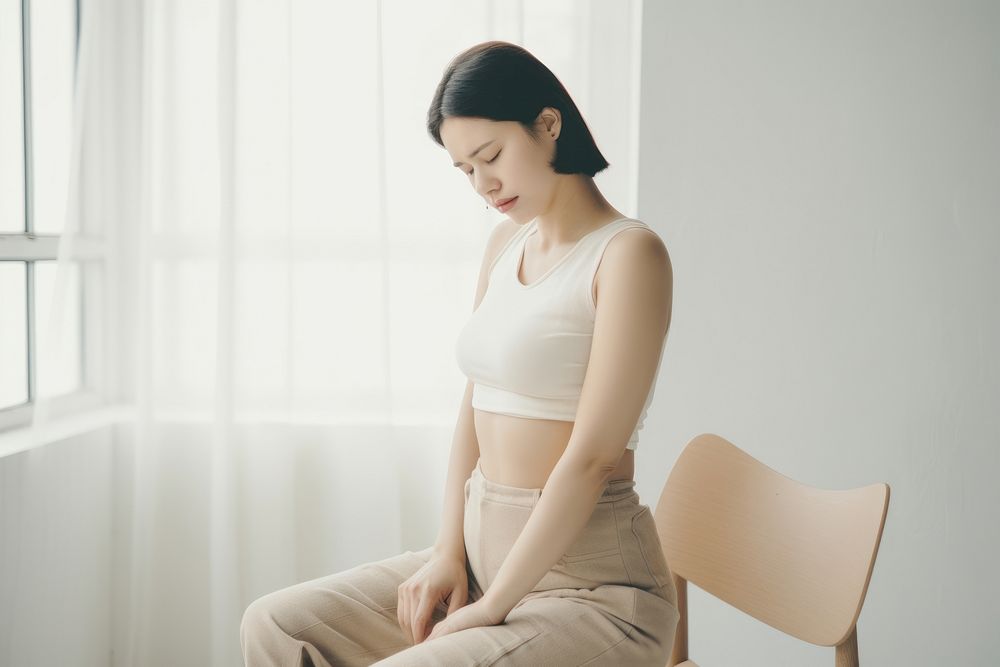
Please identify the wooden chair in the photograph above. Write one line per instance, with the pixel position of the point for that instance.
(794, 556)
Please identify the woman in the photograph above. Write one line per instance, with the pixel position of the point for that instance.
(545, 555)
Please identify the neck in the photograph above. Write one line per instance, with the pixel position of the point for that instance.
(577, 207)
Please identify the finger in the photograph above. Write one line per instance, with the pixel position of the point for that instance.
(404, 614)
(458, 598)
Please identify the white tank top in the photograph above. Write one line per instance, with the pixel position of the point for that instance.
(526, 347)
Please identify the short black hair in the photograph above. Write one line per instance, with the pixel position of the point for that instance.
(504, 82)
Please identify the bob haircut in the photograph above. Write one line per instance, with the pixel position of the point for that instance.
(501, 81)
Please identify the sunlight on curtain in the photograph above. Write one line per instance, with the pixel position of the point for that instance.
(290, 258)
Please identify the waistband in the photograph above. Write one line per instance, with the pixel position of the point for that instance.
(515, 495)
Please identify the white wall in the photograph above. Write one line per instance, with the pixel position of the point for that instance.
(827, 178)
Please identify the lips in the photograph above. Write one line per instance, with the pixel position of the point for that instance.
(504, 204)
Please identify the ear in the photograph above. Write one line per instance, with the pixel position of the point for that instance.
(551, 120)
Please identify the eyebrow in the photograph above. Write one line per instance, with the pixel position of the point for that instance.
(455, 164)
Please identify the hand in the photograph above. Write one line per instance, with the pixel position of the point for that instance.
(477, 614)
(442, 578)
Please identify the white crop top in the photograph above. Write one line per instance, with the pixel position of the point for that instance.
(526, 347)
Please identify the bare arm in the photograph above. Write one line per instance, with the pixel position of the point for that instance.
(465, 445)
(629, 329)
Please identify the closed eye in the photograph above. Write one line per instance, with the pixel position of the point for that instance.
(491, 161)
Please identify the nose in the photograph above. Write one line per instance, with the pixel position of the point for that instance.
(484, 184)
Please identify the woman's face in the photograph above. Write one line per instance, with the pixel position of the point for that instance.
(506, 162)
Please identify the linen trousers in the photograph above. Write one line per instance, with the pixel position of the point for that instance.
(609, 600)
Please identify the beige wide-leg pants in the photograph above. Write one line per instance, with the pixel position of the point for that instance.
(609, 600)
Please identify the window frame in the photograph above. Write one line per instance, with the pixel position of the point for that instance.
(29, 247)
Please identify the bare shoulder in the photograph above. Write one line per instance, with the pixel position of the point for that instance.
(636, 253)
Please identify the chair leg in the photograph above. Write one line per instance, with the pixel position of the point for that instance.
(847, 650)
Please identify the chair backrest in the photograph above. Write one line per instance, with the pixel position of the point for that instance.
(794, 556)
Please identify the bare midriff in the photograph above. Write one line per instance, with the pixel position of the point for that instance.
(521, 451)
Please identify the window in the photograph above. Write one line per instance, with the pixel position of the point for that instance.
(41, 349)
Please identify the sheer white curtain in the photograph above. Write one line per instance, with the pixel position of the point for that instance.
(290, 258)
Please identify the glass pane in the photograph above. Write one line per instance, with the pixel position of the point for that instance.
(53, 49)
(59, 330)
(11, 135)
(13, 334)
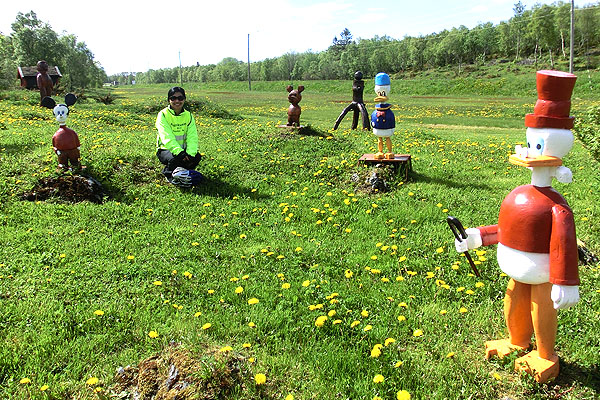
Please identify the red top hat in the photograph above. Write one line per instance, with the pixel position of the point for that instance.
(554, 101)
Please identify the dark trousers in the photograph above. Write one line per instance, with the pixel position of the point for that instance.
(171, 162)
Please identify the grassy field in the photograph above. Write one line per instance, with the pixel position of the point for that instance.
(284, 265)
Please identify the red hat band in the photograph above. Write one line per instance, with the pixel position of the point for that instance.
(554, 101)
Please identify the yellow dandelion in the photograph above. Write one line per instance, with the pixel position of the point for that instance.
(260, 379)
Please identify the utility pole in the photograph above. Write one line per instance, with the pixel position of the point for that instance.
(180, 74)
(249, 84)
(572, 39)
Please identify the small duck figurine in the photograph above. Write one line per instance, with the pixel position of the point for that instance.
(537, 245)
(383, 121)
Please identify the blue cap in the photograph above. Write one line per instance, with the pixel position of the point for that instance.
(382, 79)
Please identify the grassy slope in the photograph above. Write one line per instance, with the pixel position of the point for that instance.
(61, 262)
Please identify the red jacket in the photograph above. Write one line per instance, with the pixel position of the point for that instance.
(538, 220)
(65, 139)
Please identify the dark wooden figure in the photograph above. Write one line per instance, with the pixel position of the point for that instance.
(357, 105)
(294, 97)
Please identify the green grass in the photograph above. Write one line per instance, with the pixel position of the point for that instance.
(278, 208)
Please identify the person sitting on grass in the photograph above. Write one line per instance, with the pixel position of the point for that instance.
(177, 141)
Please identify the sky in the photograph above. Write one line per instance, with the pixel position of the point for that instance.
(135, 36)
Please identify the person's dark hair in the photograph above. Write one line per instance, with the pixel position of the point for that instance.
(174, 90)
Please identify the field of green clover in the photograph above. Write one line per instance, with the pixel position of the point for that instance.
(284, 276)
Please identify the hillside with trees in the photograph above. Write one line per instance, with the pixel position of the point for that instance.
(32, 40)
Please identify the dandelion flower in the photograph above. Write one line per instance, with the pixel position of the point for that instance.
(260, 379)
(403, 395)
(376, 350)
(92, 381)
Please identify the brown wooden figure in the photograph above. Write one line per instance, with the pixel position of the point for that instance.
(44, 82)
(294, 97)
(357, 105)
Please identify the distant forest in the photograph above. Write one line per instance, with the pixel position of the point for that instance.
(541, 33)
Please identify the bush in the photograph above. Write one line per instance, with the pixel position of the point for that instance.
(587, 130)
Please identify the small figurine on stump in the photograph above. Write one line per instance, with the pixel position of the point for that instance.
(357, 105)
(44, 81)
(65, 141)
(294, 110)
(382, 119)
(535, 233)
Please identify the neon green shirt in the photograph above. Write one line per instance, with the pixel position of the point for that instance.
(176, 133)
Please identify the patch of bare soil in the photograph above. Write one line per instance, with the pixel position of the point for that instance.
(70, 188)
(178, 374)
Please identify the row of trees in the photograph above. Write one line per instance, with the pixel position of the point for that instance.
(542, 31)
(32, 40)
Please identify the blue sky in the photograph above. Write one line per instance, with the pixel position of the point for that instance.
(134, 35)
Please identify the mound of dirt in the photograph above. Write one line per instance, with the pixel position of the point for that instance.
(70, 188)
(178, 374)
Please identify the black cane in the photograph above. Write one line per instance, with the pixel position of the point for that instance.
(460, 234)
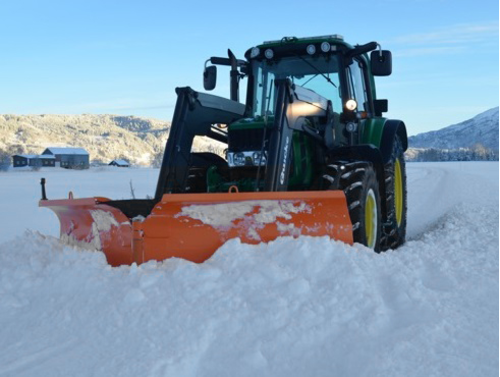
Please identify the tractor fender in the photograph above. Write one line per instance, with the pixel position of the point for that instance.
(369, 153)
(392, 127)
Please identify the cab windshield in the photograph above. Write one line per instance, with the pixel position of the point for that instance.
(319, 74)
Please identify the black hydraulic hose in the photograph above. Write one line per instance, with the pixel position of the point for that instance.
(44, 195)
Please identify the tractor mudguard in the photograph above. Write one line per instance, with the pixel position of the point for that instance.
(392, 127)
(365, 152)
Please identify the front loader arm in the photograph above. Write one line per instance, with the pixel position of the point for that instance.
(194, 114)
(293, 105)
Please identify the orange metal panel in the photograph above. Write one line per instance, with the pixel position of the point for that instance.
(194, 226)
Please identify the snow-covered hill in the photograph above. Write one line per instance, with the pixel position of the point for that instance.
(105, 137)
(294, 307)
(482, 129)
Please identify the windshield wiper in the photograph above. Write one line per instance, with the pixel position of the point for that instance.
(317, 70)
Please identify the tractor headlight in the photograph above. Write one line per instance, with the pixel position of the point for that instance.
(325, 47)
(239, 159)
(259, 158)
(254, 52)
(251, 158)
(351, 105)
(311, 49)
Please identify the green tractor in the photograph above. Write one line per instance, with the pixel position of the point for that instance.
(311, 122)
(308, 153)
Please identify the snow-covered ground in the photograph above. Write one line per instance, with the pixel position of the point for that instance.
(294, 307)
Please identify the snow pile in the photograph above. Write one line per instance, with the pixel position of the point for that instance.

______________________________

* **Given exercise**: Quote every record above exactly, omitting any pictures they contain.

* **Worked solution**:
Please identify the wooden chair in the photograph above. Write one line per instance, with the pixel position of the point for that instance.
(794, 556)
Please identify the woman in the photograph above. Write one line per instance, with the pixel position of the point for that instance.
(545, 555)
Please identify the neck in the photograph above. Write one line per instance, with the pixel position of the point for that instance.
(577, 207)
Please identify the finger in the photograph above. Write one line per instance, with the pixel position of the point for that instance.
(404, 614)
(458, 598)
Please identify the white tank top in the photograph above. Write one line per instance, with the pixel position of the point for that instance.
(526, 347)
Please identify the short black hair in the photograph above. Write one line per instance, with the pixel position of the point for that instance.
(504, 82)
Please identify the bob haircut in the photograph above. Write one line per instance, with the pixel position of the point for that instance.
(501, 81)
Please identify the sunlight on curtain in the photograph above. Write one line per instance, with the pixel position of the point for that instance.
(290, 258)
Please identify the waistband in the photograph above. Write one line per instance, with the pixel position of the point for that instance.
(515, 495)
Please identify the white wall in the photograph above. Write one line per instance, with the pixel position of the point for that instance.
(827, 178)
Please identify the lips in the photograph above. Write one line per instance, with the pixel position of the point for that instance.
(504, 204)
Please identify the ear in the photograph above. Write one line per instance, with the pixel position of the point for that instance.
(551, 120)
Please identify the eyebrow in the photograph above. Write one line per instance, with the pixel position of the point for that instance.
(455, 164)
Please identify the hand in the photograph above. Write one line per instance, with the pixel position of the point for that instance.
(477, 614)
(442, 578)
Please identify the white crop top in the photograph above. Write one line per instance, with the pixel position of the point for that instance.
(526, 347)
Please identify the bare arm in the photograph above. Write one line per instance, with the pixel position of the point for that instance.
(465, 445)
(629, 329)
Please identify the closed eye in the photograph above. Write one line per instance, with the pixel position of the point for that instance.
(491, 161)
Please identify the nose in the photograph above. Write one line per instance, with the pixel position of the point for that instance.
(484, 184)
Please identify the woman's face in the photograph above. Write one line per instance, with the pixel position of the point for that instance.
(506, 162)
Please identify the linen trousers in the photograph above. Write one line per instance, with the pixel position of the point for that instance.
(609, 600)
Please identify the beige wide-leg pants in the photograph above. Write one line per instance, with the pixel position of the point for that instance.
(609, 600)
Please identify the window frame in the photograph above. Write one line per instance, with the pixel position of the point for that instance.
(29, 247)
Please identify the bare shoulder in the photograph above. Write one line per instance, with the pixel position of the point for that instance.
(636, 253)
Please identify the chair leg in the photograph above. Write one line per instance, with the pixel position of the point for that instance.
(847, 650)
Please identify the chair backrest in the photograph above. Write one line per instance, with the pixel position of the point for that instance.
(794, 556)
Please identify the bare midriff in the photograph above. Write one line per instance, with the pixel position of the point for that instance.
(521, 451)
Please identify the window in the photograph above. Write one line per instance, with the pixel position of the point for that instance.
(41, 349)
Please identify the sheer white curtain in the photograph above. Write one line per instance, with the pixel position of the point for that instance.
(290, 258)
Please identify the glass pane in the photograph above. Write one line per instance, with the pixel position of the point for that instance.
(53, 49)
(59, 330)
(11, 135)
(13, 334)
Please identify the red top hat in the photograph above. Write one line per instance, with the pixel position of the point for that instance.
(554, 101)
Please identify the dark trousers in the photograph above. Write one line per instance, with the pixel position of the point for that instance.
(171, 162)
Please identify the grassy field in the photograph above. Write one line per instance, with the pixel position of the point for that instance.
(284, 265)
Please identify the red hat band in the photograph above. Write one line per instance, with the pixel position of the point for that instance.
(554, 101)
Please identify the yellow dandelion in the photograph above. Write one line per instance, with the pixel position of the point for that instance.
(260, 379)
Please identify the utility pole in the photograph above. Write one line per instance, with the pixel position of the point for that instance.
(180, 74)
(249, 84)
(572, 39)
Please identify the small duck figurine in the photograph above. Write one line per instance, with the pixel position of the point for that instance.
(537, 245)
(383, 121)
Please identify the blue cap in the photograph above. Write one line per instance, with the pixel position of the point for that instance.
(382, 79)
Please identify the grassy slope in the photograph above. Write one line per instance, with the pixel position of the point for that instance.
(61, 262)
Please identify the red jacket in the photograph above. Write one line per instance, with the pixel position of the point for that instance.
(538, 220)
(65, 139)
Please identify the dark wooden figure in the photograph above. Write one line per instance, with the pixel position of the point for that instance.
(357, 105)
(294, 97)
Please identify the green grass in the photograph above. Write one line per instance, with the pixel position of the point for that instance.
(278, 208)
Please identify the person sitting on grass in the photograph above. Write one line per instance, with the pixel position of the point for that instance.
(177, 141)
Please identify the sky in the photograph above. Write one line per instance, with the pixel position of the point for that instance.
(135, 36)
Please identify the person's dark hair in the photograph above. Write one line per instance, with the pixel position of the point for that instance.
(174, 90)
Please identify the field of green clover in the photograph above. Write one line per instance, with the pixel position of the point for that instance.
(284, 276)
Please identify the hillside with trees in the photograph above. Write one line per instance, with the pixel position of the point for that instance.
(32, 40)
Please identify the dandelion flower in the photograph above. Write one line per instance, with the pixel position of the point for that instance.
(260, 379)
(403, 395)
(376, 350)
(92, 381)
Please identify the brown wooden figure in the photograph above. Write one line per instance, with the pixel position of the point for that instance.
(44, 82)
(294, 97)
(357, 105)
Please identify the distant forest in the photograph above. Write one line per instance, with the pixel position of the point for that instance.
(541, 33)
Please identify the bush in the photograph above. Write one line per instance, with the pixel position of the point for that instance.
(587, 130)
Please identify the small figurine on stump in the photograph above. Write one line per instance, with the pixel position of the point for that instance.
(357, 105)
(44, 81)
(65, 141)
(294, 110)
(382, 119)
(535, 233)
Please identify the neon green shirt in the photograph above. Write one line per instance, with the pixel position of the point for that instance.
(176, 133)
Please identify the patch of bare soil in the photograph above. Write one line per instance, with the pixel position of the point for that instance.
(70, 188)
(178, 374)
Please identify the row of trees in the photograph above. Write one line per instance, with the pixel position of the point for that instance.
(542, 31)
(32, 40)
Please identify the blue sky in the photograph above. Write one line per instance, with the pixel position of the point for that instance.
(134, 35)
Please identify the mound of dirt in the photograph above. Write one line per instance, with the pixel position of the point for that instance.
(70, 188)
(178, 374)
Please identify the black cane in the photograph above. Write one line per instance, with the pixel position of the point for that instance.
(460, 234)
Please identify the tractor fender in the photograph above. Write one line per instance, with the pixel position of the point for that instance.
(369, 153)
(392, 127)
Please identify the cab windshield in the photograph above. Write one line per instance, with the pixel position of the point for that instance.
(319, 74)
Please identify the black hydraulic hose in the photograph above. Write one line per instance, with the pixel position of the point for that instance.
(44, 195)
Please identify the tractor mudguard in the photograph above. Write one line per instance, with the pixel position of the point for that instance.
(392, 127)
(365, 152)
Please identify the front loader arm in the photograph above. Write one line per instance, with the pixel position of the point for that instance.
(194, 114)
(293, 105)
Please identify the orange metal panel in the photograph above. Write one line per instance, with the pixel position of the point for that instance.
(194, 226)
Please identify the snow-covered hill in the photograph above. Write one line per instance, with the pixel position of the point for that instance.
(105, 137)
(294, 307)
(482, 129)
Please identify the windshield wiper in the photograph above. Write one line per instance, with the pixel position of the point for that instance.
(317, 70)
Please identify the tractor headlight in the photograph above. Write one line per instance, with the pixel position of the point for that instance.
(325, 47)
(239, 159)
(259, 158)
(254, 52)
(251, 158)
(351, 105)
(311, 49)
Please identify the green tractor in the photograph above. Write one line per instance, with the pixel position of the point for that instance.
(311, 122)
(308, 153)
Please identify the snow-covered ground in the photograph above. Write one line per instance, with the pixel position of the point for that instance.
(294, 307)
Please identify the snow pile in the photograph above. Write one line per instance, with the pixel position of the point for that instance.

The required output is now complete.